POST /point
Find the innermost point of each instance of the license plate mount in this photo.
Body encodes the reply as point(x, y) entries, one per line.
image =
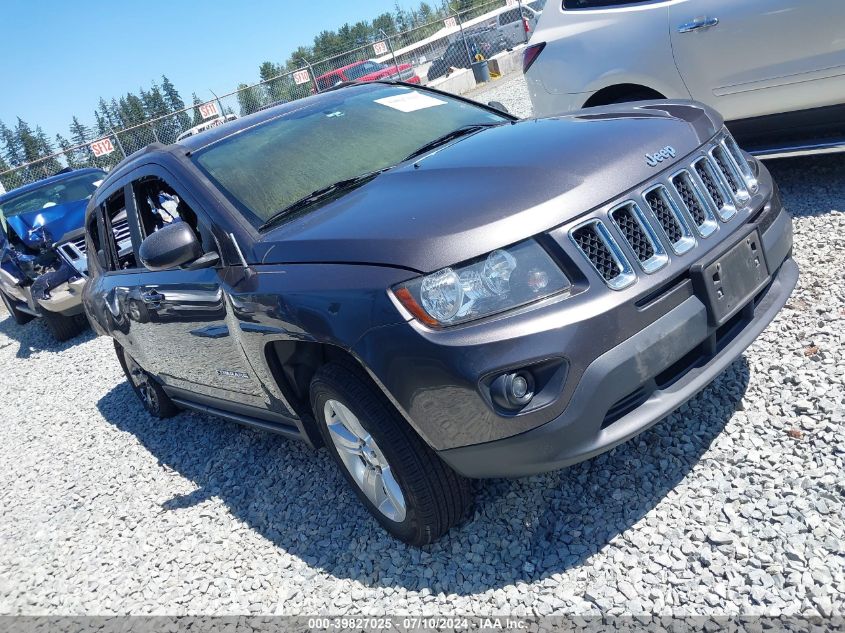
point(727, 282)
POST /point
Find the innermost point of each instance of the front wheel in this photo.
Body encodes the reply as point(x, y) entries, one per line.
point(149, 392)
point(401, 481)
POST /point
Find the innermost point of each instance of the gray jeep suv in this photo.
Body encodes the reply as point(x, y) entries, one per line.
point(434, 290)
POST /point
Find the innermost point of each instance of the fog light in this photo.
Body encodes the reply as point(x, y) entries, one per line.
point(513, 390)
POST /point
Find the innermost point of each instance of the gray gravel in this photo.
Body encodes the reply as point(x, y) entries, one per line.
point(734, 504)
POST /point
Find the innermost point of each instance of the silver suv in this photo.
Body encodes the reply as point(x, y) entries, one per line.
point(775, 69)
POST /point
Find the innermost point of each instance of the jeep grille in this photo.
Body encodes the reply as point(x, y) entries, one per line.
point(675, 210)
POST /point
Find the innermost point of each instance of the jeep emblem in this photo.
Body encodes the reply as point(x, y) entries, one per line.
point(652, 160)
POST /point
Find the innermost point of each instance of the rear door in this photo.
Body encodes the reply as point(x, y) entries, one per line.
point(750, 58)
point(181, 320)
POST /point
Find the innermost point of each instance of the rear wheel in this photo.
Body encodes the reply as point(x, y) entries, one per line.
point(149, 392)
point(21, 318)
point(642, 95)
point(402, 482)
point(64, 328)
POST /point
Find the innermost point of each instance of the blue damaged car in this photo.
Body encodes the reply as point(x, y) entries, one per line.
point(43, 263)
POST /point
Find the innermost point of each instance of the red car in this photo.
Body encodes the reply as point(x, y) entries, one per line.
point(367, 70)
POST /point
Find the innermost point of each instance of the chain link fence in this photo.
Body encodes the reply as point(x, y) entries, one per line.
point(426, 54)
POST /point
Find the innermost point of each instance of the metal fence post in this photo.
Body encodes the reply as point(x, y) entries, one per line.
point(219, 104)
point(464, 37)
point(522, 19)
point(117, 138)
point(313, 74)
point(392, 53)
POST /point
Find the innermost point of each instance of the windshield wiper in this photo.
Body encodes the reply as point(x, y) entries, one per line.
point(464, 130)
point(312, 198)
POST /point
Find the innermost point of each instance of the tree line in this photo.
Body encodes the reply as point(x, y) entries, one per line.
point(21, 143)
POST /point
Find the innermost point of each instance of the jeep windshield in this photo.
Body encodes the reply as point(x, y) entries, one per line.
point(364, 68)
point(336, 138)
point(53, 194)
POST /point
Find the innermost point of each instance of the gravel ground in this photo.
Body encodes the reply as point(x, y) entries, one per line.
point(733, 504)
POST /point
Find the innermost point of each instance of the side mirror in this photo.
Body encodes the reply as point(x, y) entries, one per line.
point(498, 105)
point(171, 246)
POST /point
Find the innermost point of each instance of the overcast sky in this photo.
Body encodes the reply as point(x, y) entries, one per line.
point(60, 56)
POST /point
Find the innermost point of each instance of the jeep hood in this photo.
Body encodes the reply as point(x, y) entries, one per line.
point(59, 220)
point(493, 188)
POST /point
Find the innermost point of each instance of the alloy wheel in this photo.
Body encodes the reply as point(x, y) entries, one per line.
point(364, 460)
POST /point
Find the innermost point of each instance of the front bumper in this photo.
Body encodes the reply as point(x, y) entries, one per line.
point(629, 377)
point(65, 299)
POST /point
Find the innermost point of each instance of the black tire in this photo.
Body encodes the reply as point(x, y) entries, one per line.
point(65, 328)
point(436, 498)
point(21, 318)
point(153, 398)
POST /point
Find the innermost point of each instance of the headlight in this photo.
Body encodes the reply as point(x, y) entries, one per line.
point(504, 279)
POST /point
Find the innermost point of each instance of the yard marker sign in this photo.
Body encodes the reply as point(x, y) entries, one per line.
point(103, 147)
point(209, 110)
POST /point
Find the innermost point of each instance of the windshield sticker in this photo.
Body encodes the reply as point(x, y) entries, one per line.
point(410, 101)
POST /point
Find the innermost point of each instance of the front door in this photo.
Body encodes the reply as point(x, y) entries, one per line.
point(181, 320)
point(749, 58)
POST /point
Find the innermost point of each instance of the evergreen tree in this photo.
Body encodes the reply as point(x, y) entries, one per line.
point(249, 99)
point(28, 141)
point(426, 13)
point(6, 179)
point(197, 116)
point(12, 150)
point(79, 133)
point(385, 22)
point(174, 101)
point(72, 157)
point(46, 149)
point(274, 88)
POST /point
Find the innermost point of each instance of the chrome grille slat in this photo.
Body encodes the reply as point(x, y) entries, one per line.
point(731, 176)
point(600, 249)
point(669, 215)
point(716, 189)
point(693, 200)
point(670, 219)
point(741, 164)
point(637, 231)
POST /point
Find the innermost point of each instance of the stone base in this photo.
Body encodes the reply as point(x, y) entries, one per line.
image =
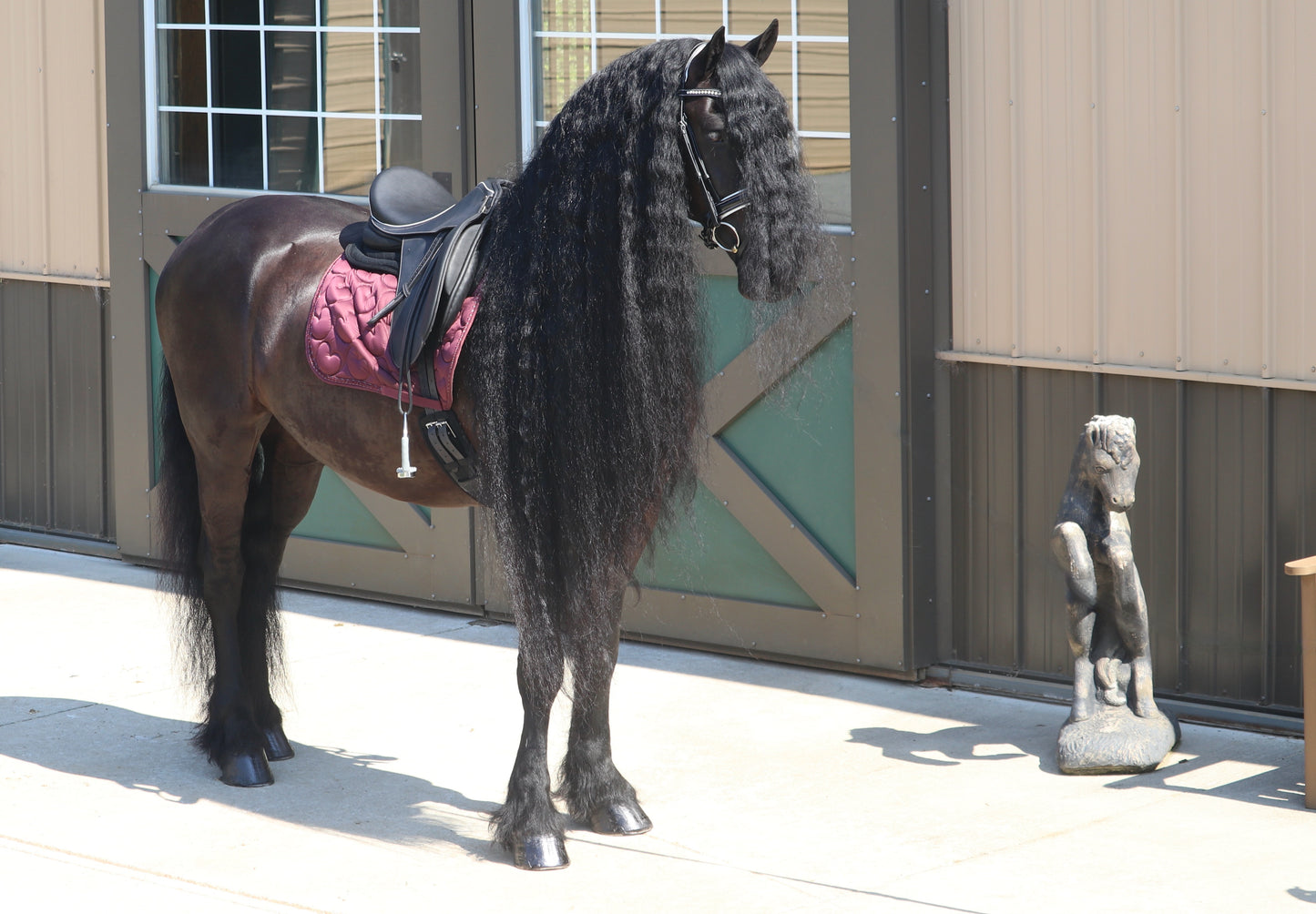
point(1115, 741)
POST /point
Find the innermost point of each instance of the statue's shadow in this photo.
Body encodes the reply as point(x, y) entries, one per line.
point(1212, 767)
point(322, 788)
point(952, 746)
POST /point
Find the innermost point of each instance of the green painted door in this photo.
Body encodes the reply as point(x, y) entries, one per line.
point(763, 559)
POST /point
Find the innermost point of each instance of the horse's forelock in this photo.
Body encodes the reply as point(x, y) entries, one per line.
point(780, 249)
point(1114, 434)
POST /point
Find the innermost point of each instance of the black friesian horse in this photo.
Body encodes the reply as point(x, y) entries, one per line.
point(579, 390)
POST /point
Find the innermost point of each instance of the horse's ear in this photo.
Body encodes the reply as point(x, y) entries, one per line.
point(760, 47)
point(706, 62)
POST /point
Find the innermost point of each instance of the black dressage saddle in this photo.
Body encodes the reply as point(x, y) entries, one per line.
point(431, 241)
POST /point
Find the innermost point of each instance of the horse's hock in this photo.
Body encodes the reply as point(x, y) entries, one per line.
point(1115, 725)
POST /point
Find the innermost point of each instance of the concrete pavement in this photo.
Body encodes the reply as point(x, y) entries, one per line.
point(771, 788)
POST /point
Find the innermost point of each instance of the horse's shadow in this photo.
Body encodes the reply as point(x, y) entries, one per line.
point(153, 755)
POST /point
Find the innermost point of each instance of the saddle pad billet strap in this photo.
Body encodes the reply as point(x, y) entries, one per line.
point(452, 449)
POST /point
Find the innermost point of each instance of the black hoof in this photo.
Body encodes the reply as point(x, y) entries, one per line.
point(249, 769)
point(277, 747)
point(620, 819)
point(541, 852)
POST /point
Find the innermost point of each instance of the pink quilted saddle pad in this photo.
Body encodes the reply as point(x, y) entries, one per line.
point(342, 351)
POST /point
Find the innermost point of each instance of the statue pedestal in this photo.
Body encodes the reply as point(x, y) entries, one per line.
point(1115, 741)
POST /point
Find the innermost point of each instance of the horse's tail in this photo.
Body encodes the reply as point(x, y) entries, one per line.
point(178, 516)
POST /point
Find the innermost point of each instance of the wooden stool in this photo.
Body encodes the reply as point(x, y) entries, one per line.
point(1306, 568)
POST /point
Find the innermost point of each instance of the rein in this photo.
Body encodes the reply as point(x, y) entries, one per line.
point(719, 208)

▬▬▬▬▬▬

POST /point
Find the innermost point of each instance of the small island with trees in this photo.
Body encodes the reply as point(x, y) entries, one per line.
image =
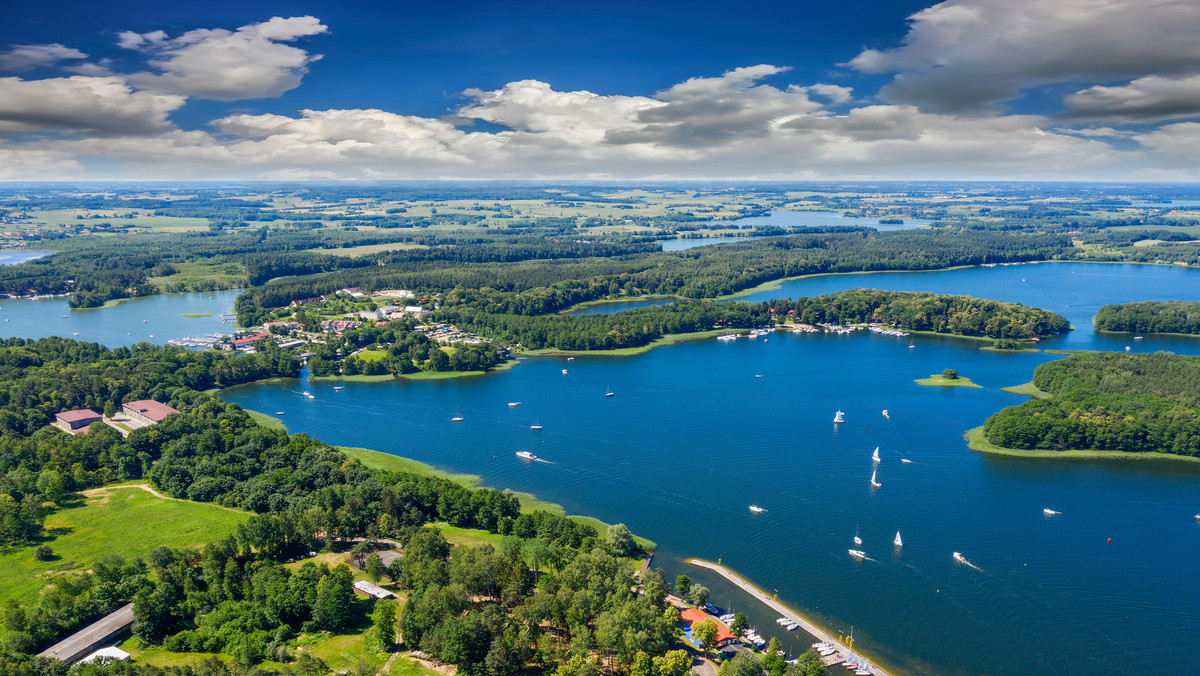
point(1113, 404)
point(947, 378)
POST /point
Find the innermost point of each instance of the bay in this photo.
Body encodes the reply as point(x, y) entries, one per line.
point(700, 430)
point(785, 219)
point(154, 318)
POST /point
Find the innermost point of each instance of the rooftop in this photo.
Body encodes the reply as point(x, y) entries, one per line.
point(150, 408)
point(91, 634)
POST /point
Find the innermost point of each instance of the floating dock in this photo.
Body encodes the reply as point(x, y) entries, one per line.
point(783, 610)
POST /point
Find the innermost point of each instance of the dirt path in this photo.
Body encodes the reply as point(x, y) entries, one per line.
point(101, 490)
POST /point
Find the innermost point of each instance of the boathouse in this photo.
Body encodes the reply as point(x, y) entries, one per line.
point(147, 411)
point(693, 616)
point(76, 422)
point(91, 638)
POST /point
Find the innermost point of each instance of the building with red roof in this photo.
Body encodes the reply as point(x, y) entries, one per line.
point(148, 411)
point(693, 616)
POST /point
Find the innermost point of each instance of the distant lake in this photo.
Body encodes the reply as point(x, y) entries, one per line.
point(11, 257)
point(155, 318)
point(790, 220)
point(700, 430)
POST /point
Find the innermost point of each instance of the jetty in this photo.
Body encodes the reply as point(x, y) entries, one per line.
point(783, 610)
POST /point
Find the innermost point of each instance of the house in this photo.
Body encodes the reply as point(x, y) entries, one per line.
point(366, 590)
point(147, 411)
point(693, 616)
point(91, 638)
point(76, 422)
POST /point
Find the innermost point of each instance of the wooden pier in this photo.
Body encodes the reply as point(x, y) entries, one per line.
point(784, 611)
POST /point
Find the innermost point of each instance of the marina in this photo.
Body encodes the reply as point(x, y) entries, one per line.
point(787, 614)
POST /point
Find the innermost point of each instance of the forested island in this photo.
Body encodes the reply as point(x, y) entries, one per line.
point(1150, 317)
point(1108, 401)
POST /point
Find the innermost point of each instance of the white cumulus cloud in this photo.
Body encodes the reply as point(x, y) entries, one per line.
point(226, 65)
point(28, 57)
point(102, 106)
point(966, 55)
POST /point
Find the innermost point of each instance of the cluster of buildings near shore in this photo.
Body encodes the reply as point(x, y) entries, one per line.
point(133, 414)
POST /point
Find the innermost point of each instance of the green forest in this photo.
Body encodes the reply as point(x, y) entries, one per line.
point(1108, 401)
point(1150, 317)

▬▬▬▬▬▬

Locate every line in the records that contains the word "door" and copy each of those lines. The match is case-sensitive.

Find the innermost point of each instance of the rear door in this photo.
Find the innermost point of each instance of the front door in this photo.
Find the innermost point of each instance of the green painted door in this photo.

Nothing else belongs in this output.